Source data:

※ ※ ※

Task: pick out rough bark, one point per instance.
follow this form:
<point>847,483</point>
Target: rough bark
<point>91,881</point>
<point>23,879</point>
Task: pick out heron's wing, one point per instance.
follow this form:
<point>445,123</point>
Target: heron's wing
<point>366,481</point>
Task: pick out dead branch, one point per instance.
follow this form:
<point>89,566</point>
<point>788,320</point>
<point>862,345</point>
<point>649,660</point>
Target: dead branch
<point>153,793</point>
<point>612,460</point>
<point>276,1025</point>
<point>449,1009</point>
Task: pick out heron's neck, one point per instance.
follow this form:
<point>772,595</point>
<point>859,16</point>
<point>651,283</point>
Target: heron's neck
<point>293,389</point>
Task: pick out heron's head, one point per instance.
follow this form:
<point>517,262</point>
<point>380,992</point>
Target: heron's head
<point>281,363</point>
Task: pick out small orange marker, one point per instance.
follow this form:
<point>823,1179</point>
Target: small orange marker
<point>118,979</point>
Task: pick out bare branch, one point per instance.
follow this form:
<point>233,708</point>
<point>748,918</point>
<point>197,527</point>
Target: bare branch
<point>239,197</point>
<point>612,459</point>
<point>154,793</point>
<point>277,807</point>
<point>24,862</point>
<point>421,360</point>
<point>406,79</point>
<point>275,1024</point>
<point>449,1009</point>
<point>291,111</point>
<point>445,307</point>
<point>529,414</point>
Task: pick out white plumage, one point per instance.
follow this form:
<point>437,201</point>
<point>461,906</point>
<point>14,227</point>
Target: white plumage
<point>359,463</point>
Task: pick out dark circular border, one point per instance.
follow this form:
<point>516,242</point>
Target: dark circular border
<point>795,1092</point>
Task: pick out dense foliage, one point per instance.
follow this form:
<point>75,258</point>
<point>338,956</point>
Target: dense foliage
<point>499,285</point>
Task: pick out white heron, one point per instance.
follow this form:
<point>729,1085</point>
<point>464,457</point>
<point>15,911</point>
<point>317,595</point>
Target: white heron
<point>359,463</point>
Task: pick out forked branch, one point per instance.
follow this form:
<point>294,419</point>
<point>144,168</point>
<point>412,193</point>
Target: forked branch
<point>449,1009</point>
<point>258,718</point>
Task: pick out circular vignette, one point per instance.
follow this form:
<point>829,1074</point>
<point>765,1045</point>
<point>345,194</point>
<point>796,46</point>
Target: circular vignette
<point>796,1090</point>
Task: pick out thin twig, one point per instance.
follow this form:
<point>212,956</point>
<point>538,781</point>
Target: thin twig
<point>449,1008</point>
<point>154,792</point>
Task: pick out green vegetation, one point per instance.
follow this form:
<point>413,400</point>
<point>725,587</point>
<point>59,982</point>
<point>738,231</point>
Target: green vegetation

※ ※ ※

- _What to produce_
Quote every line of the records above verbatim, from the first line to the last.

- _Final result_
Task: pick out rough bark, one point per instance.
follow this form:
<point>847,483</point>
Target: rough bark
<point>91,881</point>
<point>23,879</point>
Task: pick out heron's wing, one point per instance.
follow this form:
<point>445,123</point>
Target: heron's wing
<point>366,481</point>
Task: pick out dead branch, one point per instance.
follow this form:
<point>89,566</point>
<point>788,320</point>
<point>862,345</point>
<point>649,660</point>
Target: dead branch
<point>153,793</point>
<point>612,460</point>
<point>276,1025</point>
<point>449,1009</point>
Task: pick out heron's neck, one point per instance.
follow this form:
<point>772,595</point>
<point>859,16</point>
<point>651,283</point>
Target: heron's neck
<point>293,389</point>
Task: pick out heron's head, one point per instance.
follow this form:
<point>517,262</point>
<point>380,992</point>
Target: heron's head
<point>281,363</point>
Task: pick out small orange marker, one point per instance.
follow this form:
<point>823,1179</point>
Target: small orange marker
<point>118,979</point>
Task: pick out bare branch, one point per instance.
follow this form:
<point>233,708</point>
<point>748,918</point>
<point>197,527</point>
Target: bare branch
<point>239,197</point>
<point>612,459</point>
<point>154,793</point>
<point>277,807</point>
<point>24,862</point>
<point>421,360</point>
<point>406,79</point>
<point>275,1024</point>
<point>449,1009</point>
<point>291,111</point>
<point>445,307</point>
<point>529,414</point>
Task: pick out white plumage, one point per instance.
follow this form:
<point>437,201</point>
<point>461,906</point>
<point>14,227</point>
Target: white plumage
<point>359,463</point>
Task: pick out dark circular border, one point per instance.
follow this form:
<point>516,242</point>
Target: dark circular border
<point>795,1092</point>
Task: pick out dense foliage, one point per instance.
follow this form:
<point>75,258</point>
<point>338,956</point>
Target: dense foliage
<point>499,285</point>
Task: pick out white heron, one point per instance.
follow this form:
<point>729,1085</point>
<point>464,457</point>
<point>15,911</point>
<point>317,595</point>
Target: white heron
<point>359,463</point>
Task: pick out forked branch, one point per instance.
follow this form:
<point>294,419</point>
<point>144,168</point>
<point>412,193</point>
Target: forked branch
<point>449,1009</point>
<point>258,718</point>
Task: pick out circular vignette, one point per instance.
follow this form:
<point>829,1074</point>
<point>765,1045</point>
<point>345,194</point>
<point>796,46</point>
Target: circular vignette
<point>796,1090</point>
Task: pick out thin twig, one point per instance.
follow this form:
<point>212,956</point>
<point>538,781</point>
Target: thin twig
<point>449,1008</point>
<point>154,792</point>
Task: pick out green vegetation, one point per instance.
follow this form:
<point>413,400</point>
<point>725,587</point>
<point>59,982</point>
<point>738,231</point>
Target: green vegetation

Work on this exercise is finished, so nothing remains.